### Task prompt
Would you quote every entry exactly, dropping only the pictures?

### Given records
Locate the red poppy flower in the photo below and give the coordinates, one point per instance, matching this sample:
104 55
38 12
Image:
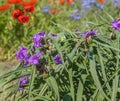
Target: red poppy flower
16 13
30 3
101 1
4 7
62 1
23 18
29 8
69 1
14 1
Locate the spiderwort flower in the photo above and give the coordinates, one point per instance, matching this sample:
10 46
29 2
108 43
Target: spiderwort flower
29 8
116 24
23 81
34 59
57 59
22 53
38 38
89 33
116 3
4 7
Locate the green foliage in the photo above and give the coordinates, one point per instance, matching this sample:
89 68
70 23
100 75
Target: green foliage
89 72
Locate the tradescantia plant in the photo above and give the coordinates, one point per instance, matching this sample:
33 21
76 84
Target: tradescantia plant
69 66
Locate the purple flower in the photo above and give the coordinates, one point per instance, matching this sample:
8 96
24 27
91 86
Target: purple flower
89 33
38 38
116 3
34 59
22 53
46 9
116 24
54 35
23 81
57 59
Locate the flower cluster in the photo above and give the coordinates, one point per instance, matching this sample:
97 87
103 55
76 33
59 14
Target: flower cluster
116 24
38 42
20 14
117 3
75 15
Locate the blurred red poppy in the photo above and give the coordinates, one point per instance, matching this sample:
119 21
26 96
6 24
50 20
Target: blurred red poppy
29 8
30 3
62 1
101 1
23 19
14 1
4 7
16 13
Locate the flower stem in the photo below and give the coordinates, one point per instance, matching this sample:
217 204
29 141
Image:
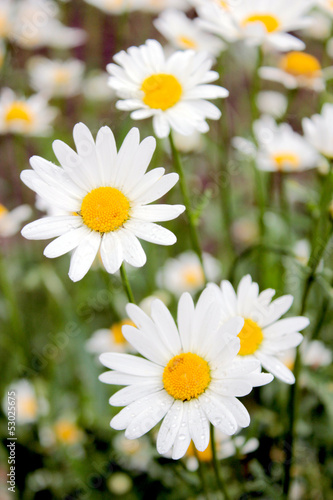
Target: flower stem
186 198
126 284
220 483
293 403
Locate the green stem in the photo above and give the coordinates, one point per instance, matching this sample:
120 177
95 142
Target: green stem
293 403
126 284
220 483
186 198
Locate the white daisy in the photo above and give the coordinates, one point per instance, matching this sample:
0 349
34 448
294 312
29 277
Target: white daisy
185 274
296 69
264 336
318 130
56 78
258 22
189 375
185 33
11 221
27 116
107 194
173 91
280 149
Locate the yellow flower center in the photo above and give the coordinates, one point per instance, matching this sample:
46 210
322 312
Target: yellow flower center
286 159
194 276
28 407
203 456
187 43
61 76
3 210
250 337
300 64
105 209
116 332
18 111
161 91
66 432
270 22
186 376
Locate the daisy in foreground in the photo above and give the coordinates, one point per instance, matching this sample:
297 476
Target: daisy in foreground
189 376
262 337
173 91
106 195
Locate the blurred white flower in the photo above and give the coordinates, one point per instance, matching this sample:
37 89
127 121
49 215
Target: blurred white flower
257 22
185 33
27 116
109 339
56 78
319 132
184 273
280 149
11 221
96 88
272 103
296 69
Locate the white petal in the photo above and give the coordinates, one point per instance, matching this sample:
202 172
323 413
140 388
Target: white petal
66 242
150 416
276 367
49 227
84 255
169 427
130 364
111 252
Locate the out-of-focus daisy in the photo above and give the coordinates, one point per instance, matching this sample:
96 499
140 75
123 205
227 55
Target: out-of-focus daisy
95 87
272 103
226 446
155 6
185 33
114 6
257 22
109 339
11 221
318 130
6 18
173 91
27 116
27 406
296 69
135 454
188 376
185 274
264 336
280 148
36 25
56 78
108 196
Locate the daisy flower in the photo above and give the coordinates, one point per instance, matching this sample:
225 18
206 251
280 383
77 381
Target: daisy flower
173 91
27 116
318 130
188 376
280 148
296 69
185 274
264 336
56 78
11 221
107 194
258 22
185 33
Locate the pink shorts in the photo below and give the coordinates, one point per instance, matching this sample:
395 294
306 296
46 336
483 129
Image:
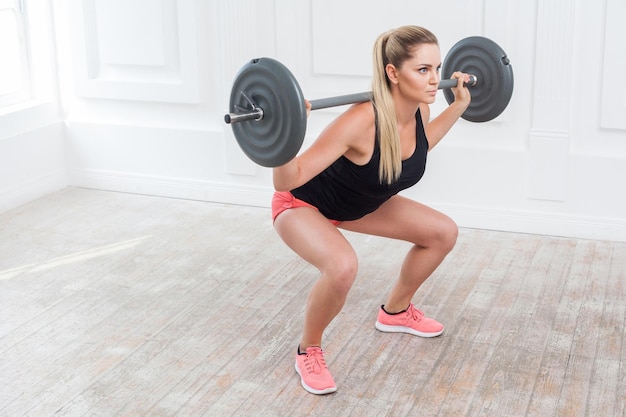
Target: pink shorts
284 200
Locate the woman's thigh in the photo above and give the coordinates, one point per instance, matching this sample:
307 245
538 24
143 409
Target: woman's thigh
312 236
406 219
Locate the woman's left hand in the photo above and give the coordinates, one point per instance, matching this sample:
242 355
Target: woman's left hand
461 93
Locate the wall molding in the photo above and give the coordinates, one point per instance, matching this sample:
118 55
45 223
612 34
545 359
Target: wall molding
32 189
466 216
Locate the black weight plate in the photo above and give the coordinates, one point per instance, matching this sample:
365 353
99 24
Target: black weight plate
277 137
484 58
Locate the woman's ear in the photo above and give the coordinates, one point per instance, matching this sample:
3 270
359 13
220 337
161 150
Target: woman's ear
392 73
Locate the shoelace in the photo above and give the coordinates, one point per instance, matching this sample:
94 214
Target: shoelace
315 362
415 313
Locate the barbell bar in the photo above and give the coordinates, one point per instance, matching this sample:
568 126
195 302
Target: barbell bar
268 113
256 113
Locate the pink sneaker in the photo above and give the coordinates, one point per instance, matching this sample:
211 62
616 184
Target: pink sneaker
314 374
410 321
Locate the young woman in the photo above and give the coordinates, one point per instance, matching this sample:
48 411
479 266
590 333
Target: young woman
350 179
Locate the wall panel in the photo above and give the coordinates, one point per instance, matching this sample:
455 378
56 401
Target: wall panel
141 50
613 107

### Written solution
Locate the red poppy flower in the photo below and give the coordinates, one point per instance, matching this sample:
104 55
38 12
Image:
Target: red poppy flower
16 13
30 3
101 1
4 7
62 1
23 18
29 8
69 1
14 1
Locate the spiderwort flower in the photo above and give the coordinates, one point per instance, matching this sample:
10 46
29 2
108 43
Target: spiderwort flower
29 8
116 24
23 81
34 59
57 59
22 53
38 38
89 33
116 3
4 7
Locate the green foliage in the photo above and give the coordinates, one point per instance, matching this sample:
89 68
70 23
100 75
Target: green foliage
89 72
Locate the tradescantia plant in the photo above and give the coordinates, one point per instance, matching this sample:
33 21
76 84
Target: tradescantia plant
69 66
Locate the purple flower in the photo above and give the coordinates, one point per instance, matching this sample:
8 96
24 27
91 86
Target: purple flower
89 33
38 38
116 3
34 59
22 53
46 9
116 24
54 35
23 81
57 59
Locate the flower cluster in the photo above and give the coordinates, one point per instance, matching this sample:
97 87
103 55
76 33
59 14
Target: flower cluster
116 24
38 42
20 14
117 3
75 15
Locate the blurred red poppy in the photo above and give the coordinates, one point per instance, matching this sample:
119 21
26 96
6 24
50 20
Target: blurred red poppy
29 8
30 3
62 1
101 1
23 19
14 1
4 7
16 13
Locate the flower stem in the photo below and give the coordinates, one point per instance, matching this sample:
217 204
29 141
Image:
Target: flower stem
186 198
126 284
220 483
293 403
Locate the green stem in the photo above and give the coordinates, one point per instance, matching this sample:
120 177
95 142
Target: green stem
293 403
126 284
220 483
186 198
Locate the white daisy in the photo above and give the coordinates, one point per instance, matching this sample:
0 349
34 448
294 312
29 277
Target: white daisy
185 274
296 69
264 336
318 130
56 78
258 22
189 375
185 33
11 221
27 116
107 194
173 91
280 149
Locate the yellow flower center in the photo above and give the coordinates, one point per instance, matching this sample:
46 210
322 312
Target: yellow flower center
286 159
194 276
28 407
203 456
187 43
61 76
3 210
250 337
300 64
105 209
116 332
18 111
161 91
66 432
270 22
186 376
Locate the daisy in foreground in the photo above and give the coordinates, one point per instance, matching this sample:
297 476
Target: daisy in foreground
189 376
262 337
173 91
106 195
Locate the blurred white flower in the photo above and give the coordinates, one point per instance, matching this sample:
37 89
127 121
49 215
Target: blurred white flower
257 22
185 33
27 116
109 339
56 78
319 132
184 273
280 149
11 221
96 88
272 103
296 69
Locate the white petal in the photo above and give the coordinates, one point per instance, matching this sample:
202 172
323 413
140 388
Target: white petal
66 242
150 416
276 367
49 227
84 255
169 427
130 364
111 252
Locate the out-of-focus daisy in the photo above and give the coordinates, one point per instance, matching this sample:
96 499
140 75
123 205
227 55
Target: out-of-focus daisy
95 87
272 103
226 446
155 6
185 33
114 6
257 22
109 339
11 221
318 130
6 18
173 91
27 116
27 406
296 69
135 454
188 376
185 274
264 336
280 148
36 25
56 78
108 196
Locate the daisy flower in the photo above and give the coordinates, one point per instance, matching this sample:
225 18
206 251
280 383
77 381
Target: daisy flower
173 91
27 116
318 130
188 376
280 148
296 69
185 274
264 336
56 78
11 221
107 194
258 22
185 33
Locate the pink shorts in the photo below and give the coordinates, one point per instance, matching this sample:
395 294
306 296
46 336
483 129
Image:
Target: pink shorts
284 200
Locate the woman's thigh in the photo above and give the coordinates, one point per instance, matching this sample:
307 245
538 24
143 409
Target: woman's thigh
312 236
406 219
Locate the woman's left hand in the photo above and give the coordinates, one point per instance, matching this sample:
242 355
Target: woman's left hand
461 93
Locate the wall molding in the photo above and give the coordinates, one point per instance, matching this sample:
118 55
45 223
612 34
545 359
Target: wall molding
32 189
466 216
Locate the black weight plate in the photo above and give the coordinates, one point per instance, matching this sample:
365 353
99 24
Target: black weight plate
277 137
484 58
Locate the woman's ear in the photo above and give the coordinates, one point per instance, matching this sample:
3 270
359 13
220 337
161 150
Target: woman's ear
392 73
Locate the shoelace in the photo above and give the coordinates, one point per instance, matching this sample:
94 214
Target: shoelace
315 362
415 313
Locate the barbell bar in the photo above and give the coordinates, one point per instance, matching this sample:
568 126
195 302
Target: barbell bar
268 113
256 113
Locate the pink sneaker in the photo above and give the coordinates, one point per instance, matching this sample:
211 62
616 184
Target: pink sneaker
314 374
410 321
Locate the young woman in the photo above and give the coordinates, one point per instance, matching this sample:
48 411
479 266
590 333
Target: young woman
350 179
Locate the wall panel in the photo above and give the coordinates, one point per instance, matching this sample:
455 378
56 401
Target: wall panel
141 50
613 107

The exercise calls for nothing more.